#### [WORK ITEM A]
In the forum post about PMT after treatment ended, copy out the part that opens with the words containing "# PMT worse" and closes with "tx journeys ended?", replacing "tx" with "treatment".
#### [WORK ITEM B]
According to the forum post about PMT after treatment ended, how many days before the period do the PMT symptoms now start?

#### [PROVIDED TEXT]

# PMT worse after tx ends?



## Hippy (Aug 2, 2005)

Hello my lovely ladies on here, just wanted to ask if any of you noticed a marked increase in PMT symptoms/duration shortly after tx journeys ended?

I have realised that what I thought were just a jumble of emotions completely related to the bereavement of tx ending, seem largely to be directly linked to very particular weeks in my cycle. 

Before tx all began I used to have maximum of 3 days prior to period of feeling vulnerable,  irritable and tearful, but now since tx has ended  it seems (from the mood chart I have been keeping the last few months) that these and a whole host of other classic PMT symptoms (swelling of my joints, feeling suddenly very, very tired, sudden hot flushes, very angry feelings/outbursts over nothing, bloating and very dark depressive sudden dips in mood) seem to now be taking over for a whole three weeks out of the four in every cycle!!!! The PMT now starts like clock work 7 days before period and lasts for the whole week of my period + the whole week after!!! When the PMT symptoms die down it is like coming out of a fog, my mood lifts instantly and dramatically, I I have this amazing week where I  feel like I can do anything, I  have this week of wonderful clarity, energy and a happy buzz which is when the whole tx having ended pain is also at its easiest to manage and rarely come up and bites me!

#### [RECORD EXTRACTS]
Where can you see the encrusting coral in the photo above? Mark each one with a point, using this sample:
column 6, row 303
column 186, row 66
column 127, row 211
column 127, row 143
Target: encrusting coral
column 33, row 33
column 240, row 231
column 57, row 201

#### [WORKED SOLUTION A]
# PMT worse after treatment ends?



## Hippy (Aug 2, 2005)

Hello my lovely ladies on here, just wanted to ask if any of you noticed a marked increase in PMT symptoms/duration shortly after treatment journeys ended?

#### [WORKED SOLUTION B]
Seven days before the period.